Entries from a pointing dataset:
● ● ● ●

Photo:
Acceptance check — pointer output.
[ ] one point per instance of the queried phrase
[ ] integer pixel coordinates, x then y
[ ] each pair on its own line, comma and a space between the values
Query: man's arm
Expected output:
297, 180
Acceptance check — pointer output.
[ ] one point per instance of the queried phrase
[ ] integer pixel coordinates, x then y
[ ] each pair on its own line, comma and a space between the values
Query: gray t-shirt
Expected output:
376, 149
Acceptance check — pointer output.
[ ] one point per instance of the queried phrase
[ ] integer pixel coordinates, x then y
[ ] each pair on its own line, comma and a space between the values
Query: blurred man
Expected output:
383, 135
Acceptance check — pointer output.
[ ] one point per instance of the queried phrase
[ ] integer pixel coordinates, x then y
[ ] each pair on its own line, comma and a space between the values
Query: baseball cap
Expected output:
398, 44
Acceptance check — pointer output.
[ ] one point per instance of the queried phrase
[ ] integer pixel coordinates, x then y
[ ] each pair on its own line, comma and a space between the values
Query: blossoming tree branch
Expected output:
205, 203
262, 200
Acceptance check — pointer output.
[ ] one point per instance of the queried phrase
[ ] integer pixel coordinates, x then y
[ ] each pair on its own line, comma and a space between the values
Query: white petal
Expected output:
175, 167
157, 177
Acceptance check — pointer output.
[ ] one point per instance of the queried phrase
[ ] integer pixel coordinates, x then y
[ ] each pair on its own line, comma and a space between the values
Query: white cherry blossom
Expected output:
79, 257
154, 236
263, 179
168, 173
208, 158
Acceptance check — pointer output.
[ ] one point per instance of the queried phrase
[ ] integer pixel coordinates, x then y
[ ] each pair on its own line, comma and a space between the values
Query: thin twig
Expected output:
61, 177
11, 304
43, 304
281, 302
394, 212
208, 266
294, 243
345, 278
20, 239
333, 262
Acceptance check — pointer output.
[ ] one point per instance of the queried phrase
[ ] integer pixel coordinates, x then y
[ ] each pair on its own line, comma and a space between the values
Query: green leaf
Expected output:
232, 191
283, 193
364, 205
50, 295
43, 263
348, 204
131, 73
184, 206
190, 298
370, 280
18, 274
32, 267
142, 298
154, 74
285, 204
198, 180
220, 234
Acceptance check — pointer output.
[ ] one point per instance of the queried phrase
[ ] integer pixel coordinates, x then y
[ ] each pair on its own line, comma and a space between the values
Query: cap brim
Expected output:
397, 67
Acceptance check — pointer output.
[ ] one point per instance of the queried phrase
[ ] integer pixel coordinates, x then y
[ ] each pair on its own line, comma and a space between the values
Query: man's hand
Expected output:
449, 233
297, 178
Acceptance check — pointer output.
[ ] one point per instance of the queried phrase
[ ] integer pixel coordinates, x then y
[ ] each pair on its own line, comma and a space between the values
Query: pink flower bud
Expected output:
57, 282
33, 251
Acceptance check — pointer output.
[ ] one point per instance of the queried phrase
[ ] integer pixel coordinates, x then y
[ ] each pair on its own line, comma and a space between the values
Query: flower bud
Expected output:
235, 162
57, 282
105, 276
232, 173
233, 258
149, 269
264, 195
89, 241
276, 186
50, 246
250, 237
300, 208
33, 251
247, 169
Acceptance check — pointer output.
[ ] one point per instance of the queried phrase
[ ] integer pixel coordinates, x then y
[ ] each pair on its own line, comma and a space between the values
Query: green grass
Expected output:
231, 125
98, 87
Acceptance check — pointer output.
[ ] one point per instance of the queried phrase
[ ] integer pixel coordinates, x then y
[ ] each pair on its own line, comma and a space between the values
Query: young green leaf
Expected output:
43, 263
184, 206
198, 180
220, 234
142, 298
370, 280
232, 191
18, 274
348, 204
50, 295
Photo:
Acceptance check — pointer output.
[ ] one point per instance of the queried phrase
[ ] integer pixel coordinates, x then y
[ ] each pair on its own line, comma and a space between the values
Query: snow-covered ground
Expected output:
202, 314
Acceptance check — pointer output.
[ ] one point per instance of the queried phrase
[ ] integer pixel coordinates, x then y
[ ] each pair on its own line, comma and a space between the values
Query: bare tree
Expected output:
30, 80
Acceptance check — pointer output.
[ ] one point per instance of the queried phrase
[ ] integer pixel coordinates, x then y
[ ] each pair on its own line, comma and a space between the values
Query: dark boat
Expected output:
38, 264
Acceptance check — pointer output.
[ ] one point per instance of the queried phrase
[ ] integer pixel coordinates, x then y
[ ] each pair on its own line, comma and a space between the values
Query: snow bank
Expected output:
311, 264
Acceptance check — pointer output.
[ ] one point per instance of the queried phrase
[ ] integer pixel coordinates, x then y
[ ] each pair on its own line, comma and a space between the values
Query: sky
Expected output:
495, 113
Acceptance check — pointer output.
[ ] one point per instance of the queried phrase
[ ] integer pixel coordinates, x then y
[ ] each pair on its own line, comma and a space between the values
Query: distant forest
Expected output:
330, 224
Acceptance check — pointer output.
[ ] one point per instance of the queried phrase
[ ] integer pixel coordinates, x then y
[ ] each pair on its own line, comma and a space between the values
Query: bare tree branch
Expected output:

● ● ● ●

- [DIRECTION]: Word for word, write out all of the data above.

- [RESULT OF THE EXERCISE]:
Photo:
Acceptance check — pointer output.
[ ] one point per instance of the queried phrase
[ ] integer pixel coordinates, x then y
[ ] each pair on its own line, comma and a space between the values
Query: man's arm
Expected output:
297, 180
Acceptance check — pointer output.
[ ] one point per instance of the queried phrase
[ ] integer pixel coordinates, x then y
[ ] each pair on its own line, comma and a space between the values
Query: gray t-shirt
Expected output:
376, 149
Acceptance check — pointer output.
[ ] one point per instance of the queried phrase
[ ] integer pixel coordinates, x then y
[ ] each pair on its own line, comma and a space between the values
Query: blurred man
Expected output:
383, 135
Acceptance check — pointer output.
[ ] one point per instance of the queried phrase
[ ] integer pixel coordinates, x then y
[ ] each pair on its own line, comma and a space between the values
Query: baseball cap
Expected output:
398, 44
Acceptance check — pointer output.
[ ] one point per instance of the queried phrase
[ ] integer pixel coordinates, x then y
[ ] each pair on its own line, comma and a space between the values
Query: blossoming tree branch
Expected output:
205, 203
262, 200
Acceptance check — pointer output.
[ ] one point per instance of the queried phrase
[ ] integer pixel coordinates, x then y
[ ] each pair on its own line, comma and a space between the values
Query: white petal
Expected output:
175, 167
157, 177
Acceptance check — pointer output.
[ ] one point per instance of the queried phrase
[ ] integer pixel coordinates, x then y
[ ] each pair on its own line, comma and a space between the values
Query: white cherry blossom
Expected output:
79, 257
154, 236
263, 179
168, 173
208, 158
Acceptance check — pointer output.
[ ] one point per instance of the queried phrase
[ ] integer pixel coordinates, x then y
[ ] each pair on its own line, comma and a space between the values
Query: thin twig
Expected output:
61, 177
11, 304
43, 304
281, 302
394, 212
208, 266
294, 243
345, 278
20, 239
333, 262
Acceptance check — pointer output.
[ ] one point per instance of the queried phrase
[ ] integer pixel coordinates, x then y
[ ] each pair on its own line, comma and a space between the values
Query: green leaf
Expected output:
232, 191
283, 193
364, 205
50, 295
43, 263
348, 204
131, 73
184, 206
190, 298
370, 280
18, 274
32, 267
142, 298
154, 74
285, 204
198, 180
220, 234
Acceptance check — pointer output.
[ ] one point per instance of the queried phrase
[ ] integer pixel coordinates, x then y
[ ] each pair on its own line, comma and a space between the values
Query: cap brim
Expected output:
397, 67
Acceptance check — pointer output.
[ ] one point per instance of the queried phrase
[ ] integer pixel coordinates, x then y
[ ] each pair on its own line, comma and a space between the values
Query: man's hand
Expected output:
449, 233
297, 178
Acceptance check — pointer output.
[ ] one point per instance of the queried phrase
[ ] integer pixel coordinates, x then y
[ ] each pair on its own line, comma and a space between the values
Query: pink flower bud
Expected output:
57, 282
33, 251
Acceptance check — pointer output.
[ ] one point per instance of the queried phrase
[ ] integer pixel coordinates, x then y
[ ] each pair on its own line, comma and a space between the values
Query: flower bud
Expected output:
235, 162
57, 282
105, 276
232, 173
233, 258
149, 269
264, 195
89, 241
276, 186
50, 246
250, 237
300, 208
33, 251
247, 169
Acceptance check — pointer output.
[ ] one point per instance of the queried phrase
[ ] integer pixel coordinates, x then y
[ ] each pair on its own line, comma and a space between the values
Query: green grass
Expected output:
231, 125
98, 87
Acceptance check — pointer output.
[ ] one point per instance of the queried phrase
[ ] integer pixel coordinates, x then y
[ ] each pair on its own line, comma and a space between the values
Query: young green leaf
Expected output:
43, 263
184, 206
198, 180
220, 234
142, 298
370, 280
232, 191
18, 274
348, 204
50, 295
Photo:
Acceptance check — pointer output.
[ ] one point per instance of the queried phrase
[ ] integer pixel coordinates, x then y
[ ] each pair on its own line, comma and a space between the values
Query: snow-covered ground
Expected output:
202, 314
Acceptance check — pointer output.
[ ] one point per instance of the queried phrase
[ ] integer pixel coordinates, x then y
[ ] each pair on its own line, comma and a space between the values
Query: bare tree
Expected output:
30, 80
Acceptance check — pointer output.
[ ] one point per instance of the queried phrase
[ ] integer pixel coordinates, x then y
[ ] each pair on its own line, comma and a space between the values
Query: dark boat
Expected output:
38, 264
Acceptance check — pointer output.
[ ] one point per instance of the queried phrase
[ ] integer pixel coordinates, x then y
[ ] each pair on its own line, comma and a space between the values
Query: snow bank
Expected output:
311, 264
Acceptance check — pointer output.
[ ] one point per instance of the queried phrase
[ ] integer pixel coordinates, x then y
[ ] each pair on its own line, comma and a space between the values
Query: sky
Expected output:
495, 113
Acceptance check — pointer output.
[ ] one point per instance of the queried phrase
[ ] integer pixel coordinates, x then y
[ ] each pair on its own line, comma and a space between the values
Query: distant forest
Expected output:
330, 224
Acceptance check — pointer output.
[ ] one point per instance of the queried phrase
[ ] integer pixel coordinates, x then y
[ ] each pair on its own line, comma and a space between the values
Query: bare tree branch
Expected output:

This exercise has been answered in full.